(Records to use Opens)

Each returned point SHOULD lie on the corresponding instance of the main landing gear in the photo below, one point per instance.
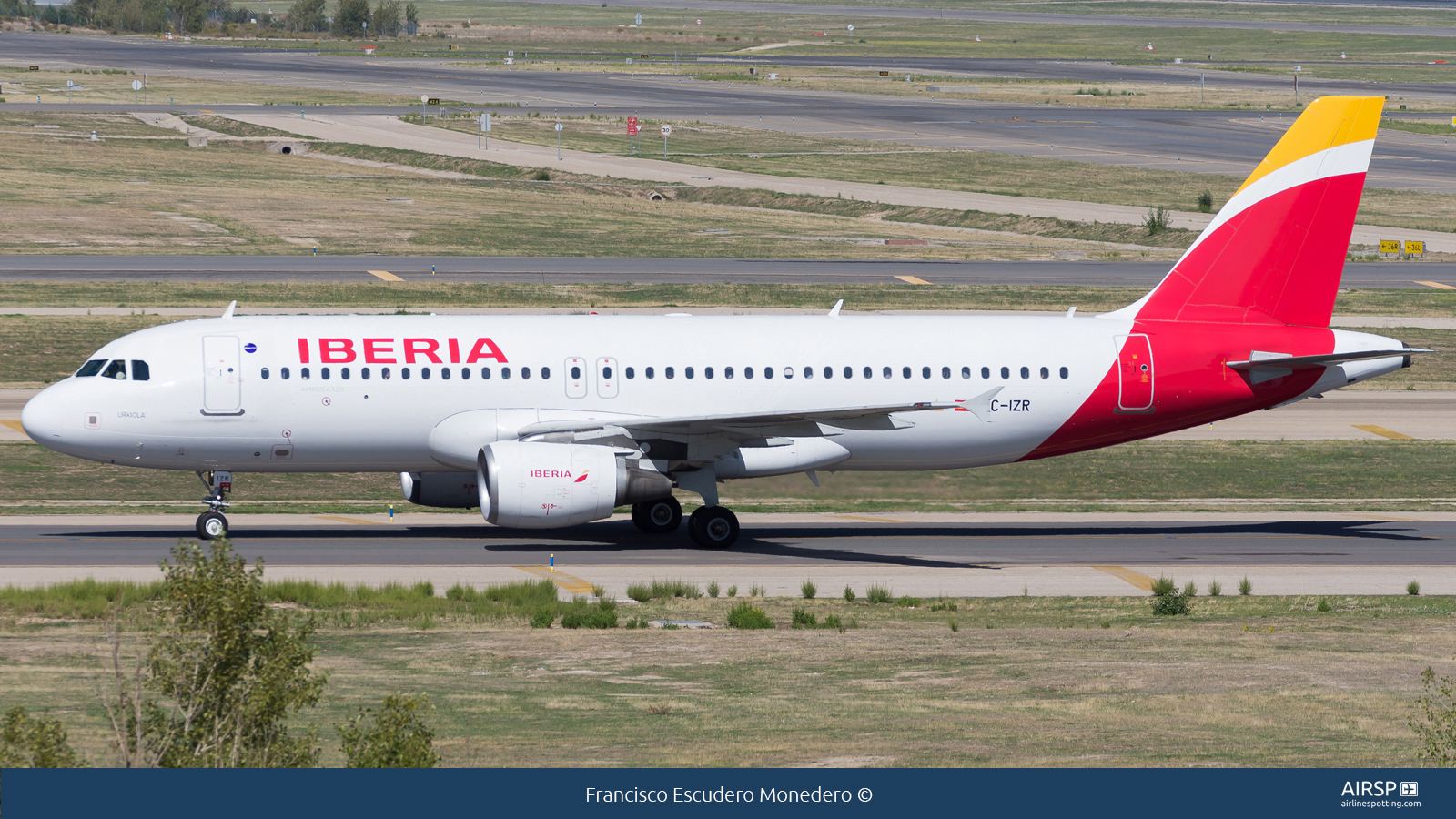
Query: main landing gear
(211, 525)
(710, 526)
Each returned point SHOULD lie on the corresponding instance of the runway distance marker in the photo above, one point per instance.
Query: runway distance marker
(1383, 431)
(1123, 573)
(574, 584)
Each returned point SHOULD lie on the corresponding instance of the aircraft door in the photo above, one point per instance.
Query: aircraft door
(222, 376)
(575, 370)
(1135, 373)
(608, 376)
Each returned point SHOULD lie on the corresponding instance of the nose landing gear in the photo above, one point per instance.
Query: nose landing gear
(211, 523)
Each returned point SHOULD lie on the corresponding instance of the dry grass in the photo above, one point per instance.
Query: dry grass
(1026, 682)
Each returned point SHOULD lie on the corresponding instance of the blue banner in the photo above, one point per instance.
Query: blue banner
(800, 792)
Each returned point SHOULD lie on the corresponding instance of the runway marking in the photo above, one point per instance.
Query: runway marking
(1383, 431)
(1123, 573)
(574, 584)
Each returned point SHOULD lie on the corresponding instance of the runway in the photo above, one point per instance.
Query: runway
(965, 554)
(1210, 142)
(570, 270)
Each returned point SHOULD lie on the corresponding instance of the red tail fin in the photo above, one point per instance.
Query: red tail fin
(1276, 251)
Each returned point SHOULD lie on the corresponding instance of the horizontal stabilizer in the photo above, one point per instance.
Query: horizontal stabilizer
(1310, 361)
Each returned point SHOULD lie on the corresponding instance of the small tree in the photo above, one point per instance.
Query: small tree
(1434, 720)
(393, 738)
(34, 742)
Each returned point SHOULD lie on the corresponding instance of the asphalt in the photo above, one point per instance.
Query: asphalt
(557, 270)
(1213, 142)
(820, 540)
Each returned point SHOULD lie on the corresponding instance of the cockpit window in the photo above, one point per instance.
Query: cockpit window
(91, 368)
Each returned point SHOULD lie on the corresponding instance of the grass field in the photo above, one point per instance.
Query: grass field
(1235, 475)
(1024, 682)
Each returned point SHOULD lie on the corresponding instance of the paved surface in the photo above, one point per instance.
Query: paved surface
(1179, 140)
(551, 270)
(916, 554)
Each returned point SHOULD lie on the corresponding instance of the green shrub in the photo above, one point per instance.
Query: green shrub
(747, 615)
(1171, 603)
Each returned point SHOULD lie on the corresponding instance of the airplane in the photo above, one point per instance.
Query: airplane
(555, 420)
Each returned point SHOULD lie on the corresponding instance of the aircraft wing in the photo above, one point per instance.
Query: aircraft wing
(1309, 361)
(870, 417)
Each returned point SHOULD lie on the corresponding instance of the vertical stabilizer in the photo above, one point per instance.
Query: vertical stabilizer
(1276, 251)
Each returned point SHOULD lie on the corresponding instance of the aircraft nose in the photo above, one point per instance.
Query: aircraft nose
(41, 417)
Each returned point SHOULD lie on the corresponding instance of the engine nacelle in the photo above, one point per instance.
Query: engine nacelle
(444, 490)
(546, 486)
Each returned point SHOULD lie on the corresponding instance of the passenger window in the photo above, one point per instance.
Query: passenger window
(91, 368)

(Records to use Closes)
(Records to use Opens)

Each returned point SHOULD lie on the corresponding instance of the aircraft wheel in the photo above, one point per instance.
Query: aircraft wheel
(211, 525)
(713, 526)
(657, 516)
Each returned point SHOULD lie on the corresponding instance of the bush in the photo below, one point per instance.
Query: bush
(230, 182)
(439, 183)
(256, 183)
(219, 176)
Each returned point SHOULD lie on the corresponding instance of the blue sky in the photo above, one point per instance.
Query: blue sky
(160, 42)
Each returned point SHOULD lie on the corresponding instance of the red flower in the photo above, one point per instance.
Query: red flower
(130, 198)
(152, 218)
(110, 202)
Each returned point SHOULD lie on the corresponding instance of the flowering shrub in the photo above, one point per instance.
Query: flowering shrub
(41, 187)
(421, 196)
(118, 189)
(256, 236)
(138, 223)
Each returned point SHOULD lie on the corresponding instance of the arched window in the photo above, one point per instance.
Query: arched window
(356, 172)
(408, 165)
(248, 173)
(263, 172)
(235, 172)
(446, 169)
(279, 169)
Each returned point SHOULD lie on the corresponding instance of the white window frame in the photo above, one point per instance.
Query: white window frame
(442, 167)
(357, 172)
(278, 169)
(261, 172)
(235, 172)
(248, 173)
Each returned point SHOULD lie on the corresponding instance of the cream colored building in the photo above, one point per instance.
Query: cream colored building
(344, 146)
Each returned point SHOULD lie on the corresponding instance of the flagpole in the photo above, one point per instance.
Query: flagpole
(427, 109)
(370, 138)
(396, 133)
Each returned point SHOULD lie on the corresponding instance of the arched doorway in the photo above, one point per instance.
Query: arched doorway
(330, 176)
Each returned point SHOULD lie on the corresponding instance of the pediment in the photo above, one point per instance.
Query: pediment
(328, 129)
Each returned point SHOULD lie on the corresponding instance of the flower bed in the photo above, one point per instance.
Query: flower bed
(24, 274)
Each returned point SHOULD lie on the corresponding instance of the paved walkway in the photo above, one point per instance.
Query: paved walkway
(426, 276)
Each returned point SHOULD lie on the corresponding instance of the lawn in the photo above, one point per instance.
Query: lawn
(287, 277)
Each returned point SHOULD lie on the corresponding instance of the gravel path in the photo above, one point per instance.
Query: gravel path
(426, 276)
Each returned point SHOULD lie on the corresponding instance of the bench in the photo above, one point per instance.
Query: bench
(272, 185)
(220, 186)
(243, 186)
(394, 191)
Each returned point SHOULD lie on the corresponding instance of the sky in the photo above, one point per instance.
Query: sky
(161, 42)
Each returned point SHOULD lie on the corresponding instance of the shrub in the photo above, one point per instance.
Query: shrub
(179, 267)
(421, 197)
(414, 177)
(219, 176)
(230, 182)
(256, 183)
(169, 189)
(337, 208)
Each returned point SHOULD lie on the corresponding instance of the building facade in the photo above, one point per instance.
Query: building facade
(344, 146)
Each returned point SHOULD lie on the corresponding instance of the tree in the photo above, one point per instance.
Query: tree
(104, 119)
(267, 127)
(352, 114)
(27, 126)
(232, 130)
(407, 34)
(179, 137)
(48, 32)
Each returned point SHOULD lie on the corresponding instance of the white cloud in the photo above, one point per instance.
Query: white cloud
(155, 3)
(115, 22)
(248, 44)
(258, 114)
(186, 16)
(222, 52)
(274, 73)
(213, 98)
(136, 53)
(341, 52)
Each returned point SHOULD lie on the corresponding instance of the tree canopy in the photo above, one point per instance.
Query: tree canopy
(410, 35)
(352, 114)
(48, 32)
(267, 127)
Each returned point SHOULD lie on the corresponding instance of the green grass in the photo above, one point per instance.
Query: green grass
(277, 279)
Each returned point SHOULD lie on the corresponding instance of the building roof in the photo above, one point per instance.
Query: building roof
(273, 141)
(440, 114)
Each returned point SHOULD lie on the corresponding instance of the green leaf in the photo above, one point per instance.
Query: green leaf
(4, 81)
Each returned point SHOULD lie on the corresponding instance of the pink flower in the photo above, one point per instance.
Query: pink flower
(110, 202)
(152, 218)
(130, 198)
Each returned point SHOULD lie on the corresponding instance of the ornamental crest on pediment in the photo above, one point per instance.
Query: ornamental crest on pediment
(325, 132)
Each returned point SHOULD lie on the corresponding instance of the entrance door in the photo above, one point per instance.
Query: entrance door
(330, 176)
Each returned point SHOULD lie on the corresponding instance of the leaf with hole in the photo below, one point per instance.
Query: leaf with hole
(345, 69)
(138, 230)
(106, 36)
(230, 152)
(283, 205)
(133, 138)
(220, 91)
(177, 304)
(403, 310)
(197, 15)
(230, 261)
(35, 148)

(Records to use Closes)
(Records to use Opens)

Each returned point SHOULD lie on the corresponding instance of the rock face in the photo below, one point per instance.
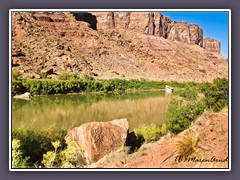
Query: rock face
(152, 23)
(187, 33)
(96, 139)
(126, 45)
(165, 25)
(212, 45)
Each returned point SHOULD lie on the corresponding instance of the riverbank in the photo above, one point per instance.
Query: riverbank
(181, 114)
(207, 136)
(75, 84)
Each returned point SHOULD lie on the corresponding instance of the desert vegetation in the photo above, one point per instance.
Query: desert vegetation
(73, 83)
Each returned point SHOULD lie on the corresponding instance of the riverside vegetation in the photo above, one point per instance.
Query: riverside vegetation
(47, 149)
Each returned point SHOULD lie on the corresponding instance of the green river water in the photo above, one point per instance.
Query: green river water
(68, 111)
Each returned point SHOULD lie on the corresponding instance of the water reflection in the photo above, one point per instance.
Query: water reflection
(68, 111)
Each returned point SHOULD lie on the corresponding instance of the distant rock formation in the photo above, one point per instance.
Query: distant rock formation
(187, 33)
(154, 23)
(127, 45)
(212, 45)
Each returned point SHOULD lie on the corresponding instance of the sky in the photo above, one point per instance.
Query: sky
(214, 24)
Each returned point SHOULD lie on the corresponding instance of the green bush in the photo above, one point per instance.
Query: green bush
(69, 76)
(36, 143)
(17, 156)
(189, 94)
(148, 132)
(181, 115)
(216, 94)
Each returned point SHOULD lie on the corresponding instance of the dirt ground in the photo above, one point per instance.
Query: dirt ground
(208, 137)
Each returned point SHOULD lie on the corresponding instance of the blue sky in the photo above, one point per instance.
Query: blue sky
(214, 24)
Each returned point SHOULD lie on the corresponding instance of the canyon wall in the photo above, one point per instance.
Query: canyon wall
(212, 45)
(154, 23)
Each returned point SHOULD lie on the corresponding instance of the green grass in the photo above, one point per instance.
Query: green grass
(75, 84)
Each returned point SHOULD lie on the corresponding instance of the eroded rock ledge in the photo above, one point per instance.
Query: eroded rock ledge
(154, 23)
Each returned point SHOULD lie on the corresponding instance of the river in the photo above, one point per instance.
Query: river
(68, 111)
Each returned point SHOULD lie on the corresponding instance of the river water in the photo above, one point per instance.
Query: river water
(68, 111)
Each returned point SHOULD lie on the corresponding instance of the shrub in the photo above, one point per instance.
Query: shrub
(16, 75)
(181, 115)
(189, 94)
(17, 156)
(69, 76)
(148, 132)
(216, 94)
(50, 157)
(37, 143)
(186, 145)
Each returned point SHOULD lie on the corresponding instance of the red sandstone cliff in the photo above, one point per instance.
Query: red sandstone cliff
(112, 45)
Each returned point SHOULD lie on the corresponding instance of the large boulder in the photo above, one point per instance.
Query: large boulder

(Records to use Closes)

Your task is to list each line of the records with the word "below".

Each returned point SHOULD lie on the corresponding instance of the main landing gear in the photo below, one point per instance.
Each returned point SHOULD lie on the corresponding instance of the bush in the photo below, one point per instance.
Each returned point SHOULD lie on the corresponding instance of the leaf with hole in the photo below, one point per instance.
Each returned point SHOULD lie on the corresponding instance of the rock face in the photo below, one point per instance.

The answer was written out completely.